**ACTIVITY**:
All the records that follow need to be reproduced exactly. Omit the images.

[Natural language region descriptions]

══════

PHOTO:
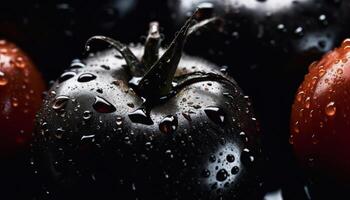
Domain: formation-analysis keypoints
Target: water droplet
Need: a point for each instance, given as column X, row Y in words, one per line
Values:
column 299, row 31
column 235, row 170
column 65, row 76
column 168, row 124
column 222, row 175
column 307, row 102
column 296, row 127
column 76, row 63
column 321, row 72
column 339, row 71
column 300, row 96
column 101, row 105
column 330, row 109
column 230, row 158
column 215, row 114
column 3, row 79
column 187, row 116
column 105, row 67
column 86, row 77
column 119, row 120
column 60, row 102
column 19, row 63
column 212, row 158
column 291, row 139
column 59, row 133
column 314, row 139
column 130, row 104
column 205, row 173
column 246, row 157
column 87, row 115
column 140, row 116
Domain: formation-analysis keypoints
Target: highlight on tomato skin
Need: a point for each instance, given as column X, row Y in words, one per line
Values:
column 21, row 87
column 320, row 120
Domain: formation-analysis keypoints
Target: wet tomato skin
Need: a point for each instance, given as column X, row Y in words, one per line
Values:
column 21, row 87
column 320, row 120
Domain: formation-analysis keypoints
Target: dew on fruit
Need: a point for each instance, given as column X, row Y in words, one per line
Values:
column 230, row 158
column 168, row 124
column 307, row 102
column 65, row 76
column 330, row 109
column 19, row 63
column 212, row 158
column 3, row 79
column 187, row 116
column 105, row 67
column 140, row 116
column 86, row 77
column 222, row 175
column 59, row 133
column 101, row 105
column 87, row 115
column 291, row 139
column 299, row 31
column 246, row 157
column 205, row 173
column 235, row 170
column 119, row 121
column 60, row 102
column 76, row 63
column 215, row 114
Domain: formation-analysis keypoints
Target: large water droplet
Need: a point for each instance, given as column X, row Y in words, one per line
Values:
column 59, row 133
column 230, row 158
column 86, row 77
column 222, row 175
column 119, row 121
column 331, row 109
column 205, row 173
column 215, row 114
column 140, row 116
column 60, row 102
column 168, row 124
column 3, row 79
column 247, row 158
column 76, row 63
column 212, row 158
column 101, row 105
column 65, row 76
column 87, row 114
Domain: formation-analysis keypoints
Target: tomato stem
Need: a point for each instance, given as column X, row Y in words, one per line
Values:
column 133, row 63
column 157, row 82
column 152, row 46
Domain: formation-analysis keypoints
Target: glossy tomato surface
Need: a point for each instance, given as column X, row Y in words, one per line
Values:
column 267, row 47
column 320, row 122
column 52, row 31
column 21, row 88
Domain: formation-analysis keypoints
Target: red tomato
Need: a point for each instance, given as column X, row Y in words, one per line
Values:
column 21, row 87
column 320, row 124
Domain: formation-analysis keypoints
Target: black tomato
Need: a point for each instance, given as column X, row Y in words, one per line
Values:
column 269, row 45
column 125, row 123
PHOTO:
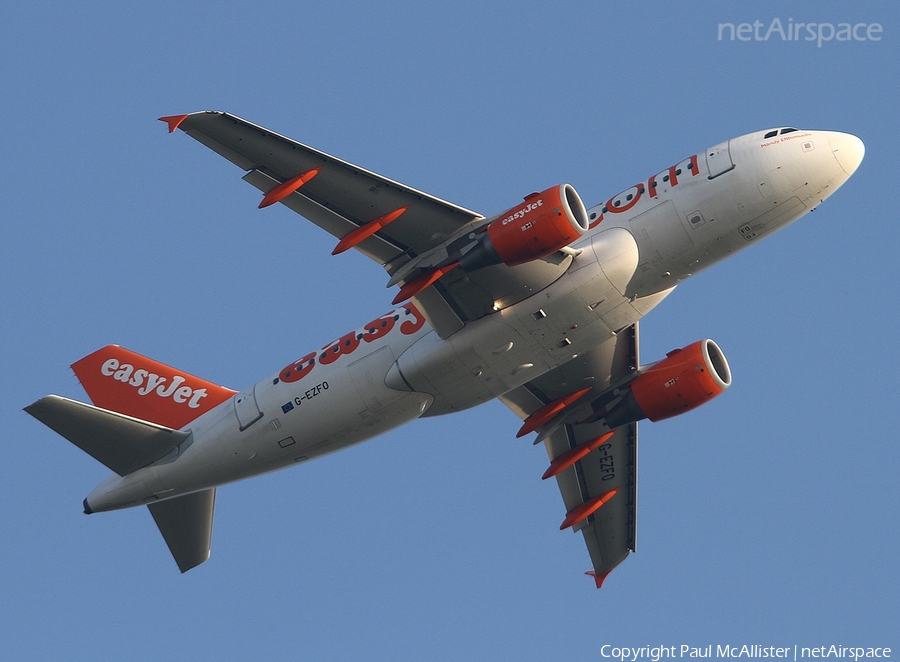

══════

**RESULT OF THE TASK**:
PHOTO:
Domain: formation-analysis keypoints
Target: water droplet
Need: a point for each instance, given as column X, row Y in words, one per line
Values:
column 299, row 31
column 235, row 170
column 65, row 76
column 168, row 124
column 222, row 175
column 307, row 102
column 296, row 127
column 76, row 63
column 321, row 72
column 339, row 71
column 300, row 96
column 101, row 105
column 330, row 109
column 230, row 158
column 215, row 114
column 3, row 79
column 187, row 116
column 105, row 67
column 86, row 77
column 119, row 120
column 60, row 102
column 19, row 63
column 212, row 158
column 291, row 139
column 59, row 133
column 314, row 139
column 130, row 104
column 205, row 173
column 246, row 157
column 87, row 115
column 140, row 116
Domain: formation-analysis keypoints
Target: highlight on tomato skin
Need: a point for each instance, given as column X, row Y in words, one per line
Values:
column 21, row 87
column 320, row 120
Domain: formation-analysis keypoints
Target: wet tomato skin
Need: a point for each instance, given as column X, row Y in words, one per line
Values:
column 21, row 87
column 320, row 120
Domain: formation-analysis keypoints
Target: dew on fruit
Need: a point for each instance, given as column X, row Y in words, one per line
Values:
column 230, row 158
column 168, row 124
column 307, row 102
column 65, row 76
column 330, row 109
column 19, row 63
column 212, row 158
column 3, row 79
column 187, row 116
column 105, row 67
column 140, row 116
column 86, row 77
column 222, row 175
column 59, row 133
column 101, row 105
column 87, row 115
column 291, row 139
column 299, row 31
column 246, row 157
column 205, row 173
column 235, row 170
column 119, row 121
column 60, row 102
column 76, row 63
column 215, row 114
Domain: formation-analysis keypoints
Target: large water droplet
Need: a point for each instance, given as column X, row Y in words, one per line
Values:
column 59, row 133
column 230, row 158
column 86, row 77
column 222, row 175
column 119, row 121
column 331, row 109
column 205, row 173
column 215, row 114
column 140, row 116
column 60, row 102
column 168, row 124
column 3, row 79
column 247, row 158
column 76, row 63
column 212, row 158
column 101, row 105
column 65, row 76
column 87, row 114
Domain: formation-analysis keypoints
Target: tomato stem
Need: a point for each instance, given as column X, row Y in words, one per line
Values:
column 133, row 63
column 157, row 82
column 152, row 46
Domain: formation-analysis keypoints
Target: glossy tomato surface
Need: a point for each instance, given as column X, row Y in words, one per line
Values:
column 267, row 47
column 320, row 122
column 52, row 31
column 21, row 88
Domain: formation-analysis keypoints
Target: red tomato
Need: a point for each instance, given as column X, row Y in words, one per line
Values:
column 21, row 87
column 320, row 124
Domain: formation-analysis keypoints
Target: black tomato
Need: a point for each instance, given as column X, row Y in words, one per line
Values:
column 269, row 45
column 125, row 123
PHOTO:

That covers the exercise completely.